*Problem details*.
Carry none of the pictures over; write out the complete data exactly.

-- BEGIN --

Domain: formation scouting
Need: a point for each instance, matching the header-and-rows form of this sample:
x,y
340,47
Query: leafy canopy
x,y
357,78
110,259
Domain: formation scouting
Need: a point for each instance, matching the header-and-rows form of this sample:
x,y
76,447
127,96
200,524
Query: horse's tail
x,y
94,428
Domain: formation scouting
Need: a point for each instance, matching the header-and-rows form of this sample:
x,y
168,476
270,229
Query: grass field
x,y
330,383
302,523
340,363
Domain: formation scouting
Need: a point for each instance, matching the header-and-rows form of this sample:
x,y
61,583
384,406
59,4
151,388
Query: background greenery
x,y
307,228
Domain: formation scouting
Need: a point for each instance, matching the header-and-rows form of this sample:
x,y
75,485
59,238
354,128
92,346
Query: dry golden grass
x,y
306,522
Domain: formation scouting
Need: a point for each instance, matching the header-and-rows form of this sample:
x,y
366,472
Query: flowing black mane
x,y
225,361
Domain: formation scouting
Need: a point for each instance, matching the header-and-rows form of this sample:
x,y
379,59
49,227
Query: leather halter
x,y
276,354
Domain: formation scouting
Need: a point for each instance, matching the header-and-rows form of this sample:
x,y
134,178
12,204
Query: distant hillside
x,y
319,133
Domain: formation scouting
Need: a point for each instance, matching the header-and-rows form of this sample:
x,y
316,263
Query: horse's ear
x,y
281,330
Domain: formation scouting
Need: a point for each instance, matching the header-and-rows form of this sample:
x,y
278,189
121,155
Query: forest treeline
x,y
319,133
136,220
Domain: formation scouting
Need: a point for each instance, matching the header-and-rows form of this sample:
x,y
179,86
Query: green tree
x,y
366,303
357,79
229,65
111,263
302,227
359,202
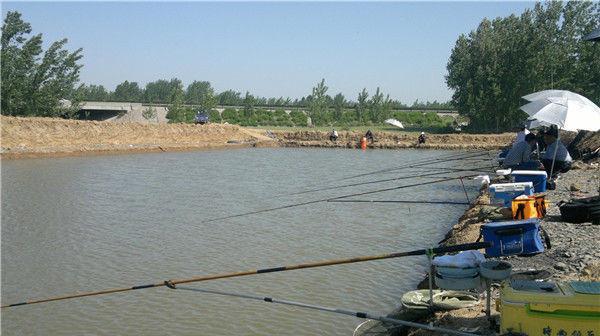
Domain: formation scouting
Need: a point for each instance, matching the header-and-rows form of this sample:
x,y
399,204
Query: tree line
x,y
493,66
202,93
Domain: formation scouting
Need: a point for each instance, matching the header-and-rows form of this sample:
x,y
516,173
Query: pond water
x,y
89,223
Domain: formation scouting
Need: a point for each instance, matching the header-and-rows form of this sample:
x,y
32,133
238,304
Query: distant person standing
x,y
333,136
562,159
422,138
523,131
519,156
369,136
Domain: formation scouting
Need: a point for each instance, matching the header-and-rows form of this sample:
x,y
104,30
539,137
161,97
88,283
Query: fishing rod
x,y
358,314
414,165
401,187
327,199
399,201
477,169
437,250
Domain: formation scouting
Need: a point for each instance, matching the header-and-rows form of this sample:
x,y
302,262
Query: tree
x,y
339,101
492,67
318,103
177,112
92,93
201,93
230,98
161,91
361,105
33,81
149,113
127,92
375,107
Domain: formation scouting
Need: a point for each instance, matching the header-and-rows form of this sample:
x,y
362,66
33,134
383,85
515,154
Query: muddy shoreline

-- END --

*Answer to the exercise*.
Domain: formation scouting
Need: a point for each instance, matching the header-and-rows form of this sample:
x,y
340,47
Query: leafy canopy
x,y
357,78
110,259
Domain: formation scouting
Need: a point for each instance, matching the header-and-rows form of this sample:
x,y
76,447
127,96
200,524
Query: horse's tail
x,y
94,428
Domain: formation scouting
Need: a point for each instance, matching the header-and-rows form of this sample:
x,y
168,476
270,229
Query: grass field
x,y
330,383
302,523
340,363
Domain: formation scouting
Need: a point for each instance, matching the header-and-rows form of this sample:
x,y
61,583
384,406
59,4
151,388
Query: background greenery
x,y
307,228
Domain: formation scouting
Need: a point for each instance, matching the header-and-rows form of this sample:
x,y
75,485
59,238
354,128
92,346
Query: dry golden grass
x,y
306,522
Domain: formation scouting
Need: a point for each instance, matching the header-and-rows form of this sample:
x,y
366,472
Query: flowing black mane
x,y
225,361
Domain: formation scouting
Need: a point for each instance, matching the header-and-rows form of this sample:
x,y
379,59
49,227
Query: leather halter
x,y
276,354
Domain: formation scouting
Need: a point for each instance, matching the header-and-rows form of this sample:
x,y
134,178
12,204
Query: distant hillside
x,y
319,133
Domain: formation scouting
Need: a point for each instance, matching the header-and-rows form of this sample:
x,y
316,263
Query: horse's ear
x,y
281,330
Domain: formation scouting
Need: a point for each instance, matching the header-and-rows form of this sample:
x,y
278,189
121,155
Query: forest treeline
x,y
319,133
136,220
Domain: formation scouting
Need: a point for each instance, matching the header-and-rows form of this sample:
x,y
179,86
Query: green tree
x,y
366,303
357,79
229,65
111,263
302,227
359,202
Domain: formation scouting
Need: a point for each instance, matching the header-and-rows form of this sample:
x,y
399,204
Query: tree line
x,y
493,66
202,93
Domain: formation scouting
Need: a point for each instance, matching the header-and-rows form of this sample:
x,y
516,173
Query: pond water
x,y
89,223
Domain: formation scouting
Need: a point for each instance, matching the header-and-rows form of this sample:
x,y
32,133
238,304
Query: distant person standing
x,y
333,136
562,159
422,138
523,131
519,156
369,136
Domain: formation scouting
Need: a point for each instance, matching the header-and-rows form of this sample:
x,y
104,30
539,137
161,97
88,283
Query: fishing rod
x,y
358,314
414,165
401,187
327,199
399,201
477,169
437,250
Domain: formation scouting
Need: a point for each instance, matching the header-and-rows form of this sample:
x,y
302,262
Query: tree
x,y
339,101
492,67
318,103
177,112
92,93
201,93
230,98
161,91
361,105
33,81
149,113
127,92
375,107
Domain: formation scouting
Need: a point for each instance, matching the header-and-rows form of this sample:
x,y
362,66
33,134
383,85
515,154
Query: muddy shoreline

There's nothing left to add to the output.